### [SOURCE]
# Animating a skull, need HELP!!



## Spyder (Aug 16, 2008)

I am in the planning stages of a new prop, I want to go all out on this one so I need all the help I can get!! part of this prop is animating a skull to a song and I have no clue where to begin! 
I saw one on here animating a skull with blinking eyes to the song Werewolves of London, it was fantastic! Thats what I am looking to do but to a different song.
Can anyone help me out?? In as simple terms as possible PLEASE!!! I tried looking through posts on the subject and got lost in the terminology!


----------



## hedg12 (Jul 6, 2008)

Do you want the whole skull to move, or just the mouth?


----------



## Spyder (Aug 16, 2008)

Was hoping to get a little neck movement but if I can get the mouth to move and maybe some blinking or light up eyes I would be happy with that.


----------



## HauntNH (May 17, 2010)

Depends on how far you are looking to animate it.

I am in the process of building boards to control the jaw of mine. I got the kits from here http://www.cowlacious.com/productPages/talkingSkull/talkingSkullList.html

but this wont give you full 3-d motion, like the werewolves you saw here.


----------



## The Watcher (Sep 13, 2008)

Here are some more. The frist one are converted Boris skulls. Some times you can find them on ebay for around 50.00 each. The last one is the one you saw singing the songs.

Talking Skulls :: reh-011.flv video by brushe2008 - [email protected]@[email protected]@http://vid511.photobucket.com/player.swf?file=http://vid511.photobucket.com/albums/s360/brushe2008/Talking%20%20Skulls/[email protected]@[email protected]@[email protected]@[email protected]@[email protected]@[email protected]@s360/brushe2008/Talking%20%20Skulls/reh-011

http://www.frightprops.com/FrightProps/props/Product.asp?ID=0911

http://www.skulltronix.com/

OK I went digging. Some one on here made a grave yard greeter like this. But this a good way to get some head motion cheap. With out programing them. Also I think Doc Morbius builds and sell some of the talking heads.

### [RECORDED INFORMATION]
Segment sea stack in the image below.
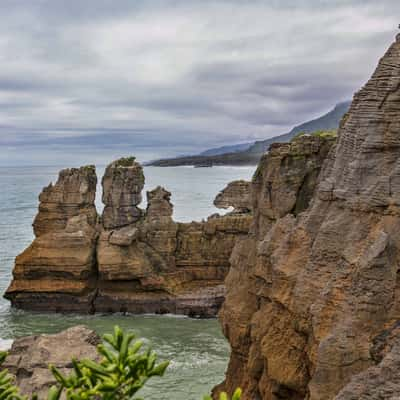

### [EXERCISE TASKS]
A. From the skull-animation thread, reproduce the passage word for word, starting at the words "I am in the process" and ending after the words "singing the songs.".
B. Answer these questions using the skull-animation thread:
(i) What song was the skull with blinking eyes that Spyder saw animated to?
(ii) What part of the skull is HauntNH building boards to control?
(iii) About how much does The Watcher say Boris skulls sometimes cost each on eBay?

### [COMPLETED EXERCISE]
A.
I am in the process of building boards to control the jaw of mine. I got the kits from here http://www.cowlacious.com/productPages/talkingSkull/talkingSkullList.html

but this wont give you full 3-d motion, like the werewolves you saw here.


----------



## The Watcher (Sep 13, 2008)

Here are some more. The frist one are converted Boris skulls. Some times you can find them on ebay for around 50.00 each. The last one is the one you saw singing the songs.

B.
(i) Werewolves of London
(ii) The jaw
(iii) Around 50.00